Given text:
——

Many find work as temps or in retail or administrative positions.

Beyond a paycheck, many also need sociability, especially if they are newly widowed.

"For women, the social connections are so important that they would take any kind of job," Ms. Cannon says. "For men, the prestige of the job is more important."

Cannon says that, too often, older women don't recognize the value of their skills.

Yet older employees' skills and productivity often make them far more cost-effective than many employers think, a new study by AARP finds. It refutes the common business perception that workers over 50 cost more than younger workers.

Although men hold more privileged jobs, older women tend to be more committed - more loyal, and willing to go the extra mile for their employers, according to the Center on Aging and Work.

"They may not enter retirement age with the stability of their male counterparts, but their attitude is terrific, regardless of whether they want to work or have to," says Beth Segers, director of market planning for Putnam Investments.

In Ohio, 13 retired nurses - several in their 70s - work part-time as admissions nurses at Cleveland Metro Health Hospital Systems.

"They say, 'This is the best job I've ever had,' " says Coletta Hazel, coordinator of the Wisdom Works program. "They like the flexibility of the hours. They bring comfort to patients and their families. And other nurses say that these older, mature nurses help them be empathetic with patients."

Elsewhere in Cleveland, physician Mary Alyce Kraft has been practicing medicine for 54 years, but retirement is not yet on her mind.

"I've had a very wonderful career," Dr. Kraft says. "I feel like I'm doing something worthwhile."

An octogenarian and mother of seven, Kraft asks her older patients: " 'If you retire, what are you going to do?' "

She says many people don't have avocations, and when they retire, they feel at a loss.

Her advice to women and men alike: "Keep active. Keep your mind active. So many people just want to sit down at night and do nothing. It's not good at all."

Whatever choices retirement-age workers make, nothing substitutes for early financial planning, cautions Cindy Hounsell, president of the Women's Institute for a Secure Retirement in Washington.

"Baby boomers think, 'I'll just keep working,' " she says. "That's nice if it works out. But you have no guarantee of the job or no guarantee of health. The No. 1 mistake I see people make is not figuring out how much they'll need to support themselves."

To make it possible for more older workers to hold jobs, Ms. Pitt-Catsouphes encourages employers to make sure they aren't passing over both men and women in their 50s and 60s who might be interested in new assignments or in changing careers.

"It can make all the difference to older workers for employers to think about ways they can respond to their needs in a flexible manner - something a little different from the 40-hour, five-day schedule," she says. "Sometimes older workers feel the only choice they have is either to work full-time or retire full-time."

Sally Hamburg of Indianapolis works four days a week as project director for a nonprofit group serving families with special needs.

As she approaches 70, she says, "I don't think it has affected my accomplishments. I still enjoy what I'm doing. At the same time, at the point at which I decide not to do this, I will have no lack of things to do."

Sandra Hawk Record, a marketer at Texas Christian University in Fort Worth, has worked continuously for 40 years and saved for retirement.

Now a widow, she says, "I see retirement looming, and it's a scary thought. I never got into joining clubs and women's groups. When I retire, I'll be looking for some kind of job that keeps me occupied for 15 or 20 hours a week and brings in a little money. I tell my colleagues they might find me working in the mail room on campus someday. They think I'm joking, but I'm not."

As Manning reflects on her early retirement and subsequent reentry, she says, "I've told my friends who are a little bit younger, 'You need to have an exit plan. You need a goal when you retire, whether it's volunteering or something that gives a sense of being productive and contributing something.' "

Contemplating her own future, she adds, "I don't think retirement is something I'm going to do anytime soon. I will probably work until I'm 70. I just don't see myself not working."

——

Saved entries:
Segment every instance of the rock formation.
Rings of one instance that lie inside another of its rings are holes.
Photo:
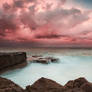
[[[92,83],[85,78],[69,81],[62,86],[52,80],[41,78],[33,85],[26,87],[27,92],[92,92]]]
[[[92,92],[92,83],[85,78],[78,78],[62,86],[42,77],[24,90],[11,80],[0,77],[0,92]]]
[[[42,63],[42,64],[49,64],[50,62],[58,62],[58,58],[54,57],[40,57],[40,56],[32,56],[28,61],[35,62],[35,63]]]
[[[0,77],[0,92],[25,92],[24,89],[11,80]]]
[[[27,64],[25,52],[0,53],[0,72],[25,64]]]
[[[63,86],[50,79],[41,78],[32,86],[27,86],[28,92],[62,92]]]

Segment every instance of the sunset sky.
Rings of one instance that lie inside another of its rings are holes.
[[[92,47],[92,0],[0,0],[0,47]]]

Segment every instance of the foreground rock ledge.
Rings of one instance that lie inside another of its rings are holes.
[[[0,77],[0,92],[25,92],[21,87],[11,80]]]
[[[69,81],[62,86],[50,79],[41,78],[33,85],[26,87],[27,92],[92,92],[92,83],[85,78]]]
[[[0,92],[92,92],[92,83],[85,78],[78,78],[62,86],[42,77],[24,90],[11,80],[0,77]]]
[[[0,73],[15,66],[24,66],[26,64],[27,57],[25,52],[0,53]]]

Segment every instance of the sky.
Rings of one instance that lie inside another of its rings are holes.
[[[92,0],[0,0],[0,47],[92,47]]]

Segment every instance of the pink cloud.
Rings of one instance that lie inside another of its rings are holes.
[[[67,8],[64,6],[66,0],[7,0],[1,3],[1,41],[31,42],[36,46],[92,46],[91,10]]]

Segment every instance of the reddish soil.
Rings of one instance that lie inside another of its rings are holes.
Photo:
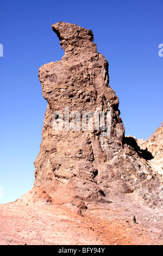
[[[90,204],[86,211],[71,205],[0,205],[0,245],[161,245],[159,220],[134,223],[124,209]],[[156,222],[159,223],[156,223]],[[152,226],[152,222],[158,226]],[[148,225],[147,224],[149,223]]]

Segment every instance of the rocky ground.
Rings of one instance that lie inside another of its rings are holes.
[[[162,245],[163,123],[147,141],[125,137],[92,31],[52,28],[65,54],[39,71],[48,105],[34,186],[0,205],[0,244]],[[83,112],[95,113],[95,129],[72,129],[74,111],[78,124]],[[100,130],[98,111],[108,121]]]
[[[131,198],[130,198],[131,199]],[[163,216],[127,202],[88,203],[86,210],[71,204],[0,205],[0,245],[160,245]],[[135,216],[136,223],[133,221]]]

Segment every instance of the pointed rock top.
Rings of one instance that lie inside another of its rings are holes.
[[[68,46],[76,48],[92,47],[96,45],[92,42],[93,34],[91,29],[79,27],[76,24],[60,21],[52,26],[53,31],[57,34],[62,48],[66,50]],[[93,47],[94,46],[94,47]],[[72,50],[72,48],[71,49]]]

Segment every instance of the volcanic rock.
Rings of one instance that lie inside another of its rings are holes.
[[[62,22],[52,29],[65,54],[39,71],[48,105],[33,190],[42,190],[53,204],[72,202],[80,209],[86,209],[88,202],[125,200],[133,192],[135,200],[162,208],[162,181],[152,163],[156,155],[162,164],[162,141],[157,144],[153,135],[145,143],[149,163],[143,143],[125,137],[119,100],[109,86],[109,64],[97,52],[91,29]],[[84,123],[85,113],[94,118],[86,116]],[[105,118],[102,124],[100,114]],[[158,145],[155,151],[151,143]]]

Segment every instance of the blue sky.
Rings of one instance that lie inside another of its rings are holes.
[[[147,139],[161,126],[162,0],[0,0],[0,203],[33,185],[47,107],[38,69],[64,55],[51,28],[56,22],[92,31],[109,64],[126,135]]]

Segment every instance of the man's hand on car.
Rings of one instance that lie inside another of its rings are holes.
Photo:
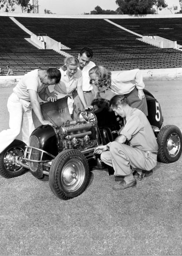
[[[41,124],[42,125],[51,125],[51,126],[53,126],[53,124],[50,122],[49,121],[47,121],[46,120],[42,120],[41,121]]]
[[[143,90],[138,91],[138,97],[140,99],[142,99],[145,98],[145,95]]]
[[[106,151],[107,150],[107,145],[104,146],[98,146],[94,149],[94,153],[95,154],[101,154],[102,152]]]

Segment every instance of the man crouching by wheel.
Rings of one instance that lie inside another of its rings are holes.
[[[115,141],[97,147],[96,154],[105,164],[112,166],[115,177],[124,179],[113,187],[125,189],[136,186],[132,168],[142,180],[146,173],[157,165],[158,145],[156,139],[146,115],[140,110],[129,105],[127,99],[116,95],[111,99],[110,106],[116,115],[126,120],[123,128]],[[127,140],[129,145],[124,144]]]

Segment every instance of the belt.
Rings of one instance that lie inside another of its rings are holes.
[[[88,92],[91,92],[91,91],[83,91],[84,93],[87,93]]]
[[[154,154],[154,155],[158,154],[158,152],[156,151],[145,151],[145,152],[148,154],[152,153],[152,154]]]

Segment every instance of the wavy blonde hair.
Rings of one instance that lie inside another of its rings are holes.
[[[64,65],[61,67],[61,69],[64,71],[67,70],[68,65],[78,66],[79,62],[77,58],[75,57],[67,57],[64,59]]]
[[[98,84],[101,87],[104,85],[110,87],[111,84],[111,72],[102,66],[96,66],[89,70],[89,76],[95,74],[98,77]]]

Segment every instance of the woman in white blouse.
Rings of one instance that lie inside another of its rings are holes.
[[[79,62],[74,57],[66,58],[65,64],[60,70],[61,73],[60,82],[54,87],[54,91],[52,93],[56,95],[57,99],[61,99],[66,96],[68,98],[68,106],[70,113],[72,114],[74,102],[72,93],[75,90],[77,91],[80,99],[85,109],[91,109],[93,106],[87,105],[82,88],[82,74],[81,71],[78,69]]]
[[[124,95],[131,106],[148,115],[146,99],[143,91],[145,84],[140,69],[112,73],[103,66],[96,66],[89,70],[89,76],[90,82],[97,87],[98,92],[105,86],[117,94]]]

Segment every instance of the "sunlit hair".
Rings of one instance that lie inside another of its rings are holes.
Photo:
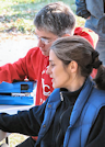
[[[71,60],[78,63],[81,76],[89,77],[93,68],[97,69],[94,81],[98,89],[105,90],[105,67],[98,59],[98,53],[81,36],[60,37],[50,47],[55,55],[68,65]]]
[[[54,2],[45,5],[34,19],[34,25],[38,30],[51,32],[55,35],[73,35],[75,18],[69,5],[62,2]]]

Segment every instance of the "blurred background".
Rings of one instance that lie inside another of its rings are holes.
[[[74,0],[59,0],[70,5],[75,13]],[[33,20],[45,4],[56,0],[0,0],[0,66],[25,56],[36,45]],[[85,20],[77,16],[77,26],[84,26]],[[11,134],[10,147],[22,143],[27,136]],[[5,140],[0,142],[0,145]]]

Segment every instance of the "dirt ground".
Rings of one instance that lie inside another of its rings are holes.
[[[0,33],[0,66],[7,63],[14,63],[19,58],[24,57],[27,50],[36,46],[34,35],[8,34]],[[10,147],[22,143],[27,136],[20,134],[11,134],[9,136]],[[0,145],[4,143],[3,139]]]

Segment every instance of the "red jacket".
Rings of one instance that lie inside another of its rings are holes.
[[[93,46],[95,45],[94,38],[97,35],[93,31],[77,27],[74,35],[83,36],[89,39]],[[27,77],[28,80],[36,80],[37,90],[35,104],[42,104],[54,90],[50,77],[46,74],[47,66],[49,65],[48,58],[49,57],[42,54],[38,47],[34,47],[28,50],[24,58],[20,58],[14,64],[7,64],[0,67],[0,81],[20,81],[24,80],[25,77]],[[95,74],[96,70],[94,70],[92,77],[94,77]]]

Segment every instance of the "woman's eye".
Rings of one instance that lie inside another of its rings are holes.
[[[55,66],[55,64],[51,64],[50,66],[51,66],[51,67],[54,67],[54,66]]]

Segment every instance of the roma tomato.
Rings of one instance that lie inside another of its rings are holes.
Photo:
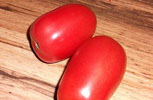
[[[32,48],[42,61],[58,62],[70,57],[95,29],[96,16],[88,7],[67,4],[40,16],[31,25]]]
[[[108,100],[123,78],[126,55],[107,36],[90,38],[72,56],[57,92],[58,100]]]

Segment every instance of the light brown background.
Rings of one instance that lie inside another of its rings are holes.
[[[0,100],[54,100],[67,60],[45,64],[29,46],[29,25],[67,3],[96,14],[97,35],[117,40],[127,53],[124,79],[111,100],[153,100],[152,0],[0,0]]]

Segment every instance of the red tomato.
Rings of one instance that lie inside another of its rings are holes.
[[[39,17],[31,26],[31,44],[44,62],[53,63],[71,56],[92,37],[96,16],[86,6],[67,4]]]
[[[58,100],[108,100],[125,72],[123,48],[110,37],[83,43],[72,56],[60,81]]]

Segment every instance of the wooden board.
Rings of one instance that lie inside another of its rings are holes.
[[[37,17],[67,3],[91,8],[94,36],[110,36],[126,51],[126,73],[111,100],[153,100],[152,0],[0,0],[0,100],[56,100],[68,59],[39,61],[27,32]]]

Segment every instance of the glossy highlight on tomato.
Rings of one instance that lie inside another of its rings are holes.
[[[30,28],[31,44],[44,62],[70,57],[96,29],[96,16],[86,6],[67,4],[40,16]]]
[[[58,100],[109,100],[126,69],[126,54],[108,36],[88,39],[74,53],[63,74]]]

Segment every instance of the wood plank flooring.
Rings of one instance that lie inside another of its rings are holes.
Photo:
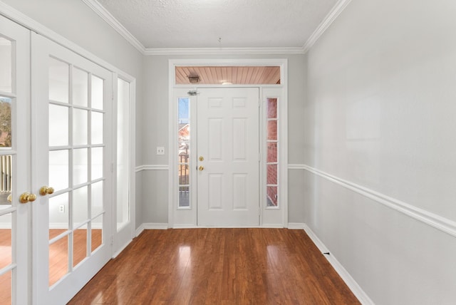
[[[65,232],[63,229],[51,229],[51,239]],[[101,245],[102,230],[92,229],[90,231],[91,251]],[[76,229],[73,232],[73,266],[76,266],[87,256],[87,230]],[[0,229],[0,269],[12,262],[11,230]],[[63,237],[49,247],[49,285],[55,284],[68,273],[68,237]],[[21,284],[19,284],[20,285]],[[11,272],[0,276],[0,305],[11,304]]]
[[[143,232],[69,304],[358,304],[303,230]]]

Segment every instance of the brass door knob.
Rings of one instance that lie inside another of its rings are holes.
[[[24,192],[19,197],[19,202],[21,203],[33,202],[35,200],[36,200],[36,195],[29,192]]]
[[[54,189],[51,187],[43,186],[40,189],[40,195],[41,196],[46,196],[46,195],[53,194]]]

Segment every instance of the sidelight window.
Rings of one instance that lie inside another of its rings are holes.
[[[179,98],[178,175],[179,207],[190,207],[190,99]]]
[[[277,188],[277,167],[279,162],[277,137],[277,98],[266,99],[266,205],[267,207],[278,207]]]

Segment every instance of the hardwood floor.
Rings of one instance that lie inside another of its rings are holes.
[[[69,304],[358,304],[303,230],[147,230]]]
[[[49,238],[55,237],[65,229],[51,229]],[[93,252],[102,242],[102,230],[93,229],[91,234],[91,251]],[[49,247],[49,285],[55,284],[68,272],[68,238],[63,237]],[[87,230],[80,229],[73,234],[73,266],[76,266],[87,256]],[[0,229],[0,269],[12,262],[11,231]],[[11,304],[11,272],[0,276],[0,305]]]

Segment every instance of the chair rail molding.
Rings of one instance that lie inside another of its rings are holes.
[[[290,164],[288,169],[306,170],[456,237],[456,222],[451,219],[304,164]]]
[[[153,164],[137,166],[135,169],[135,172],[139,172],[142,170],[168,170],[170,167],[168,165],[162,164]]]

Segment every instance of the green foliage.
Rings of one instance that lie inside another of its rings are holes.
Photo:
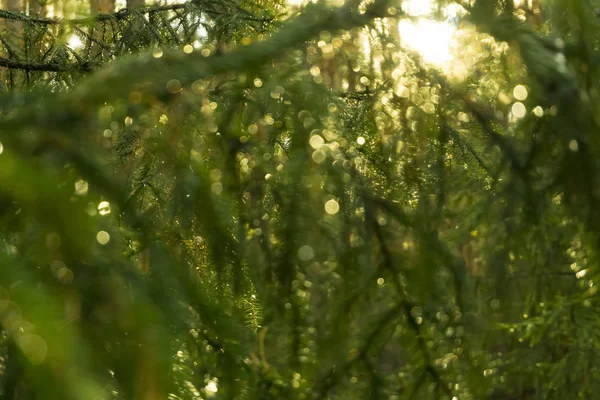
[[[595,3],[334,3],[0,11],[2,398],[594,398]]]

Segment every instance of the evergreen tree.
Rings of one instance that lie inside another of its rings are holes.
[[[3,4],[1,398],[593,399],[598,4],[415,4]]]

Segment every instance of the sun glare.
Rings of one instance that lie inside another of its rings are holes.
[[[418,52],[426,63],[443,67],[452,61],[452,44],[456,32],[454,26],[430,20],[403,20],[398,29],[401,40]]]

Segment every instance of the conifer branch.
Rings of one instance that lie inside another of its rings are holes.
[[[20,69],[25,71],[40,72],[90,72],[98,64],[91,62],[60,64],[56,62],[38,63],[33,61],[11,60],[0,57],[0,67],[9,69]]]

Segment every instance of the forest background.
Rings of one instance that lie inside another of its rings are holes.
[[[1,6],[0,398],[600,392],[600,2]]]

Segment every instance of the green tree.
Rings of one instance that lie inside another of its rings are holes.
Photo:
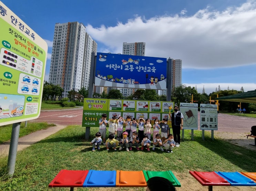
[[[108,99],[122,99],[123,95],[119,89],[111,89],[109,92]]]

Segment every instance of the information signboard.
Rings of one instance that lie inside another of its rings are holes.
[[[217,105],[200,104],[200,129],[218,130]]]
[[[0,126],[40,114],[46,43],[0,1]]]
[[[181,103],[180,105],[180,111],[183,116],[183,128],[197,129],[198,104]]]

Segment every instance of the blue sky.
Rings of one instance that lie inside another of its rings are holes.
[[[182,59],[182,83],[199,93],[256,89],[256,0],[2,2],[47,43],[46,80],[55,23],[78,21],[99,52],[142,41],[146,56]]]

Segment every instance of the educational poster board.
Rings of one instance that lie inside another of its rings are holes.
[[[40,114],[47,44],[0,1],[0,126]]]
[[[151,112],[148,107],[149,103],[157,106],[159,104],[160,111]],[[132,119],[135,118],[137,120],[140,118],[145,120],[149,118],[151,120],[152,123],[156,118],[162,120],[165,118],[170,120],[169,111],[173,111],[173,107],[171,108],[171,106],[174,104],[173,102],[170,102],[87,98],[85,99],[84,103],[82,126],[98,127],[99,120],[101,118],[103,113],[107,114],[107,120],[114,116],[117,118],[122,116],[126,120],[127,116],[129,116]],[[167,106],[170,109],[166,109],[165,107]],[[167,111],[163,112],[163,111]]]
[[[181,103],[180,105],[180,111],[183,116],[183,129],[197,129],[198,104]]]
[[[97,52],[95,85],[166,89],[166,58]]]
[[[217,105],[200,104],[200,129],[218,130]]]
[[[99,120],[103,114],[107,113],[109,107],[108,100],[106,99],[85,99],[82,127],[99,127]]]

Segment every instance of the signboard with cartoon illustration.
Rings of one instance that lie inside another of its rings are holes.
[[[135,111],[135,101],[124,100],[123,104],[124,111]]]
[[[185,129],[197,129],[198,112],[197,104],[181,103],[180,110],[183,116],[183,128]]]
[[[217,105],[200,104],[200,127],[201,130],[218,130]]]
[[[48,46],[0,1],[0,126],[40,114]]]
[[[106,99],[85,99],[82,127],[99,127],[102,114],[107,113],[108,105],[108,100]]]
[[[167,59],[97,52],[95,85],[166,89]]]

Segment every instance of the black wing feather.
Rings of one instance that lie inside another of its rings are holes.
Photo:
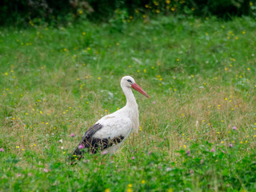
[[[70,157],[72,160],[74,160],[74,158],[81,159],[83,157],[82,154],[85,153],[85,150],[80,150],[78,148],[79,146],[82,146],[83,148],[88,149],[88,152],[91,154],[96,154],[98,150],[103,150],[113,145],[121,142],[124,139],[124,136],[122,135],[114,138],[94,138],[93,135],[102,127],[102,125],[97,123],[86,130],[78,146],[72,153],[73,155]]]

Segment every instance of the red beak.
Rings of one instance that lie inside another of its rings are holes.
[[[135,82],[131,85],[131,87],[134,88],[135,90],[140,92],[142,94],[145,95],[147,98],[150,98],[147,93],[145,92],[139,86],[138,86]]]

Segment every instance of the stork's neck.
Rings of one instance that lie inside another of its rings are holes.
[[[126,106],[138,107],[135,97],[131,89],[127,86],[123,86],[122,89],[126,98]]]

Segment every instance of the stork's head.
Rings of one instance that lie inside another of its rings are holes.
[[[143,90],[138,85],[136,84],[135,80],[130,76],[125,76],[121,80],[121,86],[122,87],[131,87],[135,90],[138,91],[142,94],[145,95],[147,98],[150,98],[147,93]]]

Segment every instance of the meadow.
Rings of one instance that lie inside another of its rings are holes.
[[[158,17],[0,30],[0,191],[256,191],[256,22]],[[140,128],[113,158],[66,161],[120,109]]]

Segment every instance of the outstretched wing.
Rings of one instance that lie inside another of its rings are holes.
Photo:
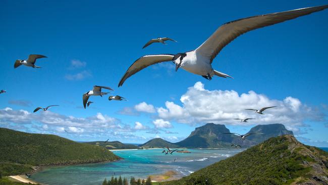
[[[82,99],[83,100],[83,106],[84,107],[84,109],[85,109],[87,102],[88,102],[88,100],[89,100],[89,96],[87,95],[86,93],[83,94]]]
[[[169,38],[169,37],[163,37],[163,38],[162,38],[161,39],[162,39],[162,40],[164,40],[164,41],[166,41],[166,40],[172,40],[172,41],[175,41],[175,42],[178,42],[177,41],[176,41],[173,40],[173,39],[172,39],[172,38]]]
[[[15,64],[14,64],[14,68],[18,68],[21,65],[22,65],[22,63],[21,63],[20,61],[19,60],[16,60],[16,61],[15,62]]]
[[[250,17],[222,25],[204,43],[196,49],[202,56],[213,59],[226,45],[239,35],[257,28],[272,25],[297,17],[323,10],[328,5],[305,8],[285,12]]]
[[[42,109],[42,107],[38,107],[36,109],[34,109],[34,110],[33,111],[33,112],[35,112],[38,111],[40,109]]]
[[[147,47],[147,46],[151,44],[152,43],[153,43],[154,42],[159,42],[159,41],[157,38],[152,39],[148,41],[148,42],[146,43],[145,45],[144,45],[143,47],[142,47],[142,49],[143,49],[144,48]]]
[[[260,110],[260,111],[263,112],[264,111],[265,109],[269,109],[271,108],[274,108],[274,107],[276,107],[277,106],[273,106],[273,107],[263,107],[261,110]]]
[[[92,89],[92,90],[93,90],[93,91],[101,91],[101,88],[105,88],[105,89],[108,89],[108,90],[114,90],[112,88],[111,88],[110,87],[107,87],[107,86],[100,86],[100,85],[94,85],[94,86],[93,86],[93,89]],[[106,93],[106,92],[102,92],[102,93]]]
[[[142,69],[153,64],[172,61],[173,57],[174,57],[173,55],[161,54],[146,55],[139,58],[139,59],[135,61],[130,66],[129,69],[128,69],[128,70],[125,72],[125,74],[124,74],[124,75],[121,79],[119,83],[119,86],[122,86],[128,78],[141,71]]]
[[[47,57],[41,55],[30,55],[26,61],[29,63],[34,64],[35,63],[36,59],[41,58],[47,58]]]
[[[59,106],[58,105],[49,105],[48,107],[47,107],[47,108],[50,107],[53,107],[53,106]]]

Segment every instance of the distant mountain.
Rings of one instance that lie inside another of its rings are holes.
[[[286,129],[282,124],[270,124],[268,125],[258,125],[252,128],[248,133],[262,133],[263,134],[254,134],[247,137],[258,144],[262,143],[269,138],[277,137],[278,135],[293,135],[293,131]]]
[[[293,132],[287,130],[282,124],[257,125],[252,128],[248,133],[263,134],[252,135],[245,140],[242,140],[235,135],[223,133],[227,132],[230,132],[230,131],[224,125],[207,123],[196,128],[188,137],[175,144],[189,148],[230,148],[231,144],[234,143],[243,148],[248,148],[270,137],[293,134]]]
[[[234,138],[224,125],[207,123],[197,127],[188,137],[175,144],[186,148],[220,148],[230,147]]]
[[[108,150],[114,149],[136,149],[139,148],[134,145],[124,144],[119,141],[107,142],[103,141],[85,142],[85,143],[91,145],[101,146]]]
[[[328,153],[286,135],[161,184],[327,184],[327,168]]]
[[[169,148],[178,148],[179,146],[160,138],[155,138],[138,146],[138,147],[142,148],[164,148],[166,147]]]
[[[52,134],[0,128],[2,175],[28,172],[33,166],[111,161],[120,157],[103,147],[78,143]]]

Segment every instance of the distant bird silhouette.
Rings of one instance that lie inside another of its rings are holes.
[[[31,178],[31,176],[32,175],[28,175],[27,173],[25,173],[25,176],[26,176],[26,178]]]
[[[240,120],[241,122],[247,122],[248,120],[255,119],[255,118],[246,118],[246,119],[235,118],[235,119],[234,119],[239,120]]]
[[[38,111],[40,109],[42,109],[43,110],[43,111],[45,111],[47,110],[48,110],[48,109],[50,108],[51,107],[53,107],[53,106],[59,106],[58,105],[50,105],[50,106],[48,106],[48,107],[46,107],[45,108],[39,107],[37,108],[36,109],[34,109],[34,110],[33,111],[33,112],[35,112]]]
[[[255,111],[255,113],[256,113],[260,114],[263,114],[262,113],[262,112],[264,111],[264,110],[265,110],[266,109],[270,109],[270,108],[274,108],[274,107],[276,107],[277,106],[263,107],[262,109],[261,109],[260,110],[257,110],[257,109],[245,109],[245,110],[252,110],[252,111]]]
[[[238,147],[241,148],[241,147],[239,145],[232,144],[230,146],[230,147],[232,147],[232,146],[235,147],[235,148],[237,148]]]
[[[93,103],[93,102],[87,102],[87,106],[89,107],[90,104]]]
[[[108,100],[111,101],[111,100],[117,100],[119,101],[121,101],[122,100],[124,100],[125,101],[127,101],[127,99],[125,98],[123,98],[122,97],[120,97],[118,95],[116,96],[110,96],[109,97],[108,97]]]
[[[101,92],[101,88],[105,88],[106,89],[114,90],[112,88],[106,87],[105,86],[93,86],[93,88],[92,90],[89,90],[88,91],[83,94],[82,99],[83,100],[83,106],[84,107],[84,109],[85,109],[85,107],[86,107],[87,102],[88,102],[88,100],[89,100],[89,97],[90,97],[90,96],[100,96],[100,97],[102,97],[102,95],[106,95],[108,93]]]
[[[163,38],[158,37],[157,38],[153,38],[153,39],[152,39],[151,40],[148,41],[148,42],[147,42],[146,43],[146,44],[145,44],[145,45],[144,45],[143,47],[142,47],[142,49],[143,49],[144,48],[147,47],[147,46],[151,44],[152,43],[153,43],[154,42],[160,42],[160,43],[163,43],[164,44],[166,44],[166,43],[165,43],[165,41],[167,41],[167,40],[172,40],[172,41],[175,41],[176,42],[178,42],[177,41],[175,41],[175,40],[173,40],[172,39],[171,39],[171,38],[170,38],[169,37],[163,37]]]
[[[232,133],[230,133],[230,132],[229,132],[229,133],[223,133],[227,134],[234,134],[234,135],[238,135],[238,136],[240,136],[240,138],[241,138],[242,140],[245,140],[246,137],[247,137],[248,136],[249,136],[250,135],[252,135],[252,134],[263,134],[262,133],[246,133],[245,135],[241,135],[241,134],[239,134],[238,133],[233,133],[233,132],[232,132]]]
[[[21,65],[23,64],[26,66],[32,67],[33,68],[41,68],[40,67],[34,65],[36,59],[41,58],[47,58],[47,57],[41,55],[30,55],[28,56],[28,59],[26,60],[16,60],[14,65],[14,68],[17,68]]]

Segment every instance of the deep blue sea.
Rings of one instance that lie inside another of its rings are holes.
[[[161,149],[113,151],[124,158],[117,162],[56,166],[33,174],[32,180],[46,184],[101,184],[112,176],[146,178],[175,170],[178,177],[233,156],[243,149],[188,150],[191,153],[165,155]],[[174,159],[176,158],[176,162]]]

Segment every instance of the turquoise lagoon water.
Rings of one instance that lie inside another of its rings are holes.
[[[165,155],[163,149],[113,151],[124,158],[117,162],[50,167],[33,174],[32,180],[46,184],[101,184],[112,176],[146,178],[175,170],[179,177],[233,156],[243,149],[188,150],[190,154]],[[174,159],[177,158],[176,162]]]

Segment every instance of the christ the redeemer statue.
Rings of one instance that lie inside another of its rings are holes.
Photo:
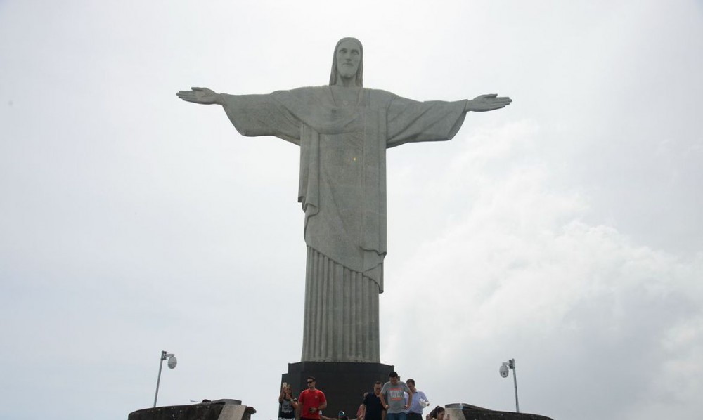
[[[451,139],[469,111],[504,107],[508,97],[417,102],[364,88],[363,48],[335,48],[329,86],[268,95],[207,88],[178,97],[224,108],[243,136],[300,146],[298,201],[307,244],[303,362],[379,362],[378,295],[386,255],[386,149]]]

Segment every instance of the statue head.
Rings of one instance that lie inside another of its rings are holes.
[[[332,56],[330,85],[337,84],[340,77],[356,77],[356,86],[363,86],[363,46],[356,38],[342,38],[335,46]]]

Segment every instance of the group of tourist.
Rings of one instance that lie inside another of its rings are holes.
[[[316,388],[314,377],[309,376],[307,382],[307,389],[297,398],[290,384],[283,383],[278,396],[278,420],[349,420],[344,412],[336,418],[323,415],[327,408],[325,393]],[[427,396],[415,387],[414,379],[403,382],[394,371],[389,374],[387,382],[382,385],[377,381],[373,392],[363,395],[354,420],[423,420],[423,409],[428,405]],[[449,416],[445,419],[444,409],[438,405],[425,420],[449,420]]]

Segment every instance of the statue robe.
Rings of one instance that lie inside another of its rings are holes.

——

What the exercise asks: According to the text on older workers, how many years has physician Mary Alyce Kraft been practicing medicine?

Output: 54 years